##### Information provided #####

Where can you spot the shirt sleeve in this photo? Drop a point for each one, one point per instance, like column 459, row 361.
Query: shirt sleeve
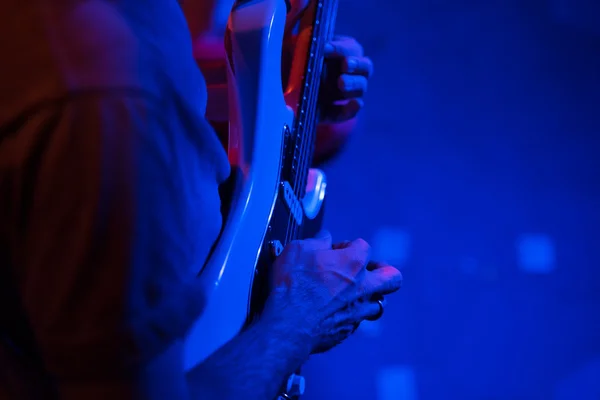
column 113, row 218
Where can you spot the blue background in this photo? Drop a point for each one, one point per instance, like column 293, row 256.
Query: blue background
column 476, row 169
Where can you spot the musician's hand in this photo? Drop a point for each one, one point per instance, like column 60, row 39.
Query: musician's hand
column 347, row 79
column 327, row 290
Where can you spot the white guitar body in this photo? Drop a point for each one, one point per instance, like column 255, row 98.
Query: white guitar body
column 258, row 114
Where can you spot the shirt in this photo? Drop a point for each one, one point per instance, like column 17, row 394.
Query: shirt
column 109, row 204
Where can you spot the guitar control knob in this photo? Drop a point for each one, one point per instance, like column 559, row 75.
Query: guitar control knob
column 295, row 385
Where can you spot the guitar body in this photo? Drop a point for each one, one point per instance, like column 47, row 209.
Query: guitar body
column 275, row 196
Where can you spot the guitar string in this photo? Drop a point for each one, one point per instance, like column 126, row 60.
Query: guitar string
column 307, row 92
column 307, row 146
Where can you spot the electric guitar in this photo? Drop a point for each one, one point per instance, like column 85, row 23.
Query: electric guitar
column 276, row 196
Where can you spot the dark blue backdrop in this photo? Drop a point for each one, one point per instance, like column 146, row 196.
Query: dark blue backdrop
column 477, row 169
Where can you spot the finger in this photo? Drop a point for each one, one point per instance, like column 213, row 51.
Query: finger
column 322, row 241
column 341, row 245
column 367, row 310
column 354, row 256
column 343, row 46
column 352, row 86
column 383, row 280
column 342, row 112
column 358, row 66
column 373, row 265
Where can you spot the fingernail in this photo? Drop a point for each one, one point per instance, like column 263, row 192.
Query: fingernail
column 352, row 64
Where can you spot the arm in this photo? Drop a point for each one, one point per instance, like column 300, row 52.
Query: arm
column 253, row 365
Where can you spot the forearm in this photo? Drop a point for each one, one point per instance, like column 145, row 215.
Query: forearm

#####

> Assigned task
Copy all lines of the preceding data that hold the word "forearm".

> Response to the task
Where can you spot the forearm in this photo? Drop a point for each one, one point per instance, like column 145, row 215.
Query: forearm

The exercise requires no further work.